§ **Extracted material**:
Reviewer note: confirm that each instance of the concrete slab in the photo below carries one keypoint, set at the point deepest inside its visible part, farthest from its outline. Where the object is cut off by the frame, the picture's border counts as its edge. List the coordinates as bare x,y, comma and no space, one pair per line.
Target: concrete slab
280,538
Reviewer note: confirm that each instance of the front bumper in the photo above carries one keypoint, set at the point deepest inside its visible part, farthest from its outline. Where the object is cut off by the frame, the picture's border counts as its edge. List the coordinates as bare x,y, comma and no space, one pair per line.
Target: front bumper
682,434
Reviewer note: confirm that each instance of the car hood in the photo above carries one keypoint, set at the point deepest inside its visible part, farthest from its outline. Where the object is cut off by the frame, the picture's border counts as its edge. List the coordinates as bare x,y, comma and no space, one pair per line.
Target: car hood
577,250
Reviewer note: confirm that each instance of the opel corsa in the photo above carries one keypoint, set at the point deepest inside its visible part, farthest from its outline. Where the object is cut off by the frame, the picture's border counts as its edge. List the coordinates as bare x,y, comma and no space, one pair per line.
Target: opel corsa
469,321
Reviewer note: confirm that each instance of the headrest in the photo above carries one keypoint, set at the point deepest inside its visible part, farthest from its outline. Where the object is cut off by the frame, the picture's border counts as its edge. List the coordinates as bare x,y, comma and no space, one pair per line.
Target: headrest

§ **Task details**: Copy every line above without changes.

§ **Answer area**:
Reviewer note: confirm that each instance of the concrete slab in the photo below carries one keypoint, set at the point deepest inside its visible part, farthest from its outline. Where the object is cut off by the frame, the picture's border counts as its edge. List the coordinates as bare x,y, comma and no space, one pair per line.
Target: concrete slab
280,538
Reviewer note: confirm that each instance of the front bumper in the photo above carries one keypoint, set at the point deepest inside its visible part, farthest from its outline. Where the object is cut off by the frame, the picture's border counts as its edge. List the coordinates as bare x,y, comma and no space, one pair per line.
Target: front bumper
682,434
Reviewer note: confirm that each instance of the car hood in the photo above carries one keypoint, set at the point deepest inside its visible part, farthest from its outline. Where the object is cut off by the frame, the picture's border counts as its edge. List the coordinates as bare x,y, comma and no space, one pair per line.
Target: car hood
577,250
Reviewer note: confirm that each instance of the opel corsa in the photo above carries one keypoint, set at the point deepest inside its visible part, farthest from its outline. Where the object is cut off by the frame, the picture's border counts as its edge. List the coordinates as bare x,y, comma and no space, one pair per line.
Target: opel corsa
469,321
Reviewer note: confirm that each instance of the headrest in the photo above carries one keypoint, set at the point deepest inside its visible part, farthest from its outline. Where the object is cut off by the frame, the picture's border counts as its edge. List the coordinates as bare x,y, comma and no space, one pair per line.
Target: headrest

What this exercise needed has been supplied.